> Selected passage
'''
Searching for availability
Before filing, the name should be run through the state’s business-entity database, which every Secretary of State (or equivalent) office publishes online for free. The search returns existing entities with similar names so the filer can judge whether the proposed name is likely to be read as distinguishable. A search is a preview, not a guarantee — the clerk who processes the filing makes the final call, and a name can clear the public search yet still be rejected on a closer read.
A dedicated guide walks through this step state by state, but the basic move is the same everywhere: open the database, search the distinctive part of the name without the designator, and review near matches. Searching “Cedar” rather than “Cedar Hill Consulting LLC” surfaces the cluster of similar names that the exact-phrase search hides, and most databases support a contains or starts-with option that widens the net. The aim is not to confirm the exact name is missing — it is to gauge how crowded the space around it is, because a near-identical existing name is what triggers a rejection.
One nuance: searching the state where the LLC will form is what governs approval, but a business operating across state lines will eventually foreign qualify in other states, and a name available at home can be taken in a state where the business later registers. For a single-state operation that is rarely a concern; for a business with multi-state plans, a quick look at the names in target states avoids a surprise later.
Word painting: descriptive versus distinctive names
A purely descriptive name — one built only from generic industry words like “City Plumbing Services” — clears the distinguishability test less easily, because the generic words are already in heavy use and add little to set the name apart. A name with a distinctive element — a coined word, an unusual pairing, or a proper-noun anchor — both clears the state test more reliably and stands a far better chance of qualifying for trademark protection down the line. The two goals reinforce each other: the more distinctive a name, the easier it is to register at the state level and the stronger it is as a brand.
Reserving a name
Most states let a filer reserve a name before forming, holding it for a set window so no one else can claim it while the paperwork comes together. Reservation is optional and carries a small fee, typically around $10 to $50, and the hold usually lasts 30 to 120 days depending on the state, sometimes renewable. It is useful when formation is weeks away or when a multi-step plan (licensing, partners, financing) needs the name locked first. For an LLC being formed immediately, reservation is usually unnecessary because filing the formation document claims the name outright.
The name behind the name: domain and trademark
Clearing the state database only settles the legal entity name within that one state. Two other layers decide whether a name is actually usable.
The first is the domain. A matching website address is worth checking early, because a state-approved name with no available domain forces an awkward compromise later. Social handles fall in the same category — worth confirming before the name is set in stone.
'''
> Task 1
Check these statements against the passage on LLC name availability. For each of (a), (b), and (c), answer yes or no and quote the words of the passage that decide it.
(a) A name that turns up no conflict in the public state database search can still be rejected when the filing is processed.
(b) Most states require a name to be reserved before an LLC can be formed.
(c) The database search should be run on the full name, including the designator such as "LLC."
> Task 2
In the passage on LLC name availability, reproduce everything from "The name behind" down to "is actually usable.".

> Material supplied
'''
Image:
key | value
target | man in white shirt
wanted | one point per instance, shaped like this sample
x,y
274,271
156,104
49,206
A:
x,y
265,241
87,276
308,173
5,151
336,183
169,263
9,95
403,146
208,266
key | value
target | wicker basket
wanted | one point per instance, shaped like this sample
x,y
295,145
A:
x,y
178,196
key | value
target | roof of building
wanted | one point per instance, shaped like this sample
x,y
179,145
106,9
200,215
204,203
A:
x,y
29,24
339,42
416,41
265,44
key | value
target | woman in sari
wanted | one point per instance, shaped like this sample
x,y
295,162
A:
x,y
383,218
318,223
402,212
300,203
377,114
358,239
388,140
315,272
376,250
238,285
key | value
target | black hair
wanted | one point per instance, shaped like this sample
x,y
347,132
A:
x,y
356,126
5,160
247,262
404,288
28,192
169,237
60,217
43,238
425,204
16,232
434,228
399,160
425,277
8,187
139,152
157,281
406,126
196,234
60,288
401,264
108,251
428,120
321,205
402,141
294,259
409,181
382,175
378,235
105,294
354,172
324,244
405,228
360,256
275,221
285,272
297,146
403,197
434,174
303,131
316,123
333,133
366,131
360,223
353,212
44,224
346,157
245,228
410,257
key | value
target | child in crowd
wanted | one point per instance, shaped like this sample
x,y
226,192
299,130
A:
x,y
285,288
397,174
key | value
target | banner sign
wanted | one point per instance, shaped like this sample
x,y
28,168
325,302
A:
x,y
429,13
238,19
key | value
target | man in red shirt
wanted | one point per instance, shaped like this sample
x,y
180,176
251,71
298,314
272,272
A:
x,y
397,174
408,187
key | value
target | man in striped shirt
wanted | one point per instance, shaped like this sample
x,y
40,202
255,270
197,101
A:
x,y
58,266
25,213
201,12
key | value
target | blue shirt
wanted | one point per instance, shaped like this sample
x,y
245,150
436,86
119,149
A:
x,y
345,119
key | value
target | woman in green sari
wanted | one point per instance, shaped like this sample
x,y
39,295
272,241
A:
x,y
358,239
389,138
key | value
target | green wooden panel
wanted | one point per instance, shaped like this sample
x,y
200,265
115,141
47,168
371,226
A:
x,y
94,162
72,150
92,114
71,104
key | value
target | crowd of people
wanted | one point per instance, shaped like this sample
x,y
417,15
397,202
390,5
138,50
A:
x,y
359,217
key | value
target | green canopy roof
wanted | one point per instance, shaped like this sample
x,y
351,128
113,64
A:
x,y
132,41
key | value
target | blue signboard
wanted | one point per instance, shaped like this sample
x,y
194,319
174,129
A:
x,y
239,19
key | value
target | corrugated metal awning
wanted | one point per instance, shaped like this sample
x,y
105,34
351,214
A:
'''
> Exercise answer 1
(a) Yes: "a name can clear the public search yet still be rejected on a closer read"
(b) No: "Reservation is optional and carries a small fee"
(c) No: "search the distinctive part of the name without the designator"

> Exercise answer 2
The name behind the name: domain and trademark
Clearing the state database only settles the legal entity name within that one state. Two other layers decide whether a name is actually usable.